▶ [Work instructions] Your task is to set down the line containing "the bare leg" and every later line of the entries, word for word, including the last.

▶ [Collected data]
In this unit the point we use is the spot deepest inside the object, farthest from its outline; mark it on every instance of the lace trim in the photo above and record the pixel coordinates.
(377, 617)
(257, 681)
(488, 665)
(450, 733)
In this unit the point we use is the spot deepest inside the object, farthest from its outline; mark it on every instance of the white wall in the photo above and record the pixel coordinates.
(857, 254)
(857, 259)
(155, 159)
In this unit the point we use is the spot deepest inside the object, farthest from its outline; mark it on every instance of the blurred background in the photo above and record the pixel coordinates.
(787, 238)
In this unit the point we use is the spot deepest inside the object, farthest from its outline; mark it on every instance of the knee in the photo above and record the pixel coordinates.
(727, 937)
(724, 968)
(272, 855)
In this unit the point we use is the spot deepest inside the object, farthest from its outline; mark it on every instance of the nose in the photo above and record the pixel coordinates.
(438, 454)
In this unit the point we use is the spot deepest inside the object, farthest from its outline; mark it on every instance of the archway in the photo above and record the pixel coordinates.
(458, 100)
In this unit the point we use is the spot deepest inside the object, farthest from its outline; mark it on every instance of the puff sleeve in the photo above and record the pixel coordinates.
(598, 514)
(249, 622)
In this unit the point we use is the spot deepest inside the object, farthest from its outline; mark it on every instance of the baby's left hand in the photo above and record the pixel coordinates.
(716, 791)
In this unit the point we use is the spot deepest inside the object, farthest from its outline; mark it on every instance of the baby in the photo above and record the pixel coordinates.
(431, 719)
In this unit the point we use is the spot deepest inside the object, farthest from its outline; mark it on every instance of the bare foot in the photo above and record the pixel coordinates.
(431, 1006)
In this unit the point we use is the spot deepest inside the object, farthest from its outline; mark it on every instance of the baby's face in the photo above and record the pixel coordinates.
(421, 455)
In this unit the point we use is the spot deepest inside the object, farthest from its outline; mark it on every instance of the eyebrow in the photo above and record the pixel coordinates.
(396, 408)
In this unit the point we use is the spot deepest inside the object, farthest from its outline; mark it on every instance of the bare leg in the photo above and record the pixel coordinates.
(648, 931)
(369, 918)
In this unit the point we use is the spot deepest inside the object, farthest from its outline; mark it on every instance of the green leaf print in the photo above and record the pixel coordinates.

▶ [Solution to this problem]
In this unit the point we use is the spot deepest inside the object, farthest from its outline; mark it on every instance of the bare leg in the photo above and record the pixel coordinates.
(648, 931)
(369, 918)
In this unit the point we use is the spot deepest inside the object, farthest from its outline; mark it on every instance of the green leaf print in the photo above and record the pixel coordinates.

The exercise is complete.